* Begin DATA IN THIS EXERCISE *

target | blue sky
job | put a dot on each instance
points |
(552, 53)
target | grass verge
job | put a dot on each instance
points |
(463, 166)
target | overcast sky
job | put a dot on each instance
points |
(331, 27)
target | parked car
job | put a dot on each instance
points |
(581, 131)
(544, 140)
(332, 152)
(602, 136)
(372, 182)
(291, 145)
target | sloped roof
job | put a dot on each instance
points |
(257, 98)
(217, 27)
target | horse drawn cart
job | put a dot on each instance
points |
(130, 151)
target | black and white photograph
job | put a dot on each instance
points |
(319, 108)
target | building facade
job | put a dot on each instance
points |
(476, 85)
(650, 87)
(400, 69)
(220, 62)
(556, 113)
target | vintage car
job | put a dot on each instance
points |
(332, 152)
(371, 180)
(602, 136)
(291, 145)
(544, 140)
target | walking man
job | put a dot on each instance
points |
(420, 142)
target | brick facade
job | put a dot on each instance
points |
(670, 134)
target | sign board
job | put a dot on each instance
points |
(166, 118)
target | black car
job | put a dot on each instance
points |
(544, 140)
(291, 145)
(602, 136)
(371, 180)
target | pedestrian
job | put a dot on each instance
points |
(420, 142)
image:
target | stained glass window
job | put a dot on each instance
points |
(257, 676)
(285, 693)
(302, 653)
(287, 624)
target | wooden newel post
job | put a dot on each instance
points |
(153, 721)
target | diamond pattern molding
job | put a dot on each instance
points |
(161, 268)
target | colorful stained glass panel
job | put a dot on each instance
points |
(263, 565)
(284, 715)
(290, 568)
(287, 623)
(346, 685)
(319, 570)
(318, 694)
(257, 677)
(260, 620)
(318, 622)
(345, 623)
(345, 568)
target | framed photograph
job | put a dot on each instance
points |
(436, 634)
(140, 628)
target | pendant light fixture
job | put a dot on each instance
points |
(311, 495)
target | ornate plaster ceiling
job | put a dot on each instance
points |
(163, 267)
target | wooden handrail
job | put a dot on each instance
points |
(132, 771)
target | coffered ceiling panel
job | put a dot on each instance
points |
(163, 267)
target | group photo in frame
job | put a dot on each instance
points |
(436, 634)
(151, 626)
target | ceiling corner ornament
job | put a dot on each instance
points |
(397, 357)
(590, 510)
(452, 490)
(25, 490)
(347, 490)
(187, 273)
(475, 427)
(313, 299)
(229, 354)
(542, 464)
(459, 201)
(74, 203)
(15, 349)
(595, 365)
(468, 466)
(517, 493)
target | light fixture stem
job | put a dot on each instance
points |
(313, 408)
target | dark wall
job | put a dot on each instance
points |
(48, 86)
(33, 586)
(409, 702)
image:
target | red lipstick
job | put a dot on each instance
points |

* End DATA IN THIS EXERCISE *

CHALLENGE - Transcribe the material above in its entirety. Match it exactly.

TASK RESPONSE -
target | blue sky
job | put a dot on each instance
points |
(552, 53)
target | grass verge
job | put a dot on each instance
points |
(463, 166)
target | overcast sky
job | put a dot on each instance
points |
(331, 27)
target | parked car
job | put a dot on each instance
points |
(581, 131)
(544, 140)
(332, 152)
(602, 136)
(372, 182)
(291, 145)
target | sloped roof
job | put a dot on each instance
points |
(257, 98)
(217, 27)
target | horse drawn cart
job | put a dot on each instance
points |
(130, 151)
target | black and white photograph
job | put a dot on each instance
points |
(319, 108)
target | building facade
job | put a dot on each instance
points |
(476, 85)
(650, 87)
(400, 69)
(220, 62)
(556, 113)
target | vintage car
job | put a dot on each instance
points |
(332, 152)
(371, 180)
(602, 136)
(291, 145)
(544, 140)
target | walking man
job | put a dot on each instance
points |
(420, 142)
target | brick facade
job | put a dot on each instance
points |
(670, 134)
target | sign board
job | put a dot on each instance
points |
(166, 118)
target | black car
job | put a dot on each instance
points |
(544, 140)
(291, 145)
(602, 136)
(371, 180)
target | pedestrian
job | put a dot on each instance
points |
(420, 142)
image:
target | stained glass window
job | put a dot on each instance
points |
(257, 676)
(285, 693)
(302, 653)
(287, 624)
target | wooden newel post
job | put a dot on each instance
points |
(153, 721)
target | diamond pattern molding
job | put a dot on each instance
points |
(161, 268)
target | colorful stained glass panel
job | put a dot on each instance
points |
(263, 565)
(284, 715)
(290, 568)
(287, 623)
(346, 685)
(319, 570)
(318, 694)
(257, 677)
(260, 620)
(318, 622)
(345, 623)
(345, 568)
target | framed photograph
job | put a dot on each instance
points |
(436, 634)
(140, 628)
target | pendant light fixture
job | put a dot on each instance
points |
(311, 495)
target | ornate plaster ceiling
job | put a dot on each instance
points |
(163, 267)
target | wooden handrail
job | put a dot on each instance
points |
(132, 771)
target | coffered ceiling panel
job | put a dot on each instance
points |
(163, 267)
target | group photo in frame
job | put a dot on each instance
points |
(436, 634)
(151, 626)
target | ceiling corner ornament
job | put a dot on each instance
points |
(397, 357)
(590, 510)
(452, 490)
(25, 490)
(347, 490)
(187, 273)
(475, 427)
(313, 299)
(229, 354)
(542, 464)
(459, 201)
(74, 203)
(15, 349)
(595, 365)
(468, 466)
(517, 493)
target | light fixture stem
job | put a dot on each instance
points |
(313, 408)
target | dark wall
job | put a dot on each instance
points |
(48, 86)
(33, 586)
(409, 702)
image:
target | red lipstick
job | put a dot on each instance
points |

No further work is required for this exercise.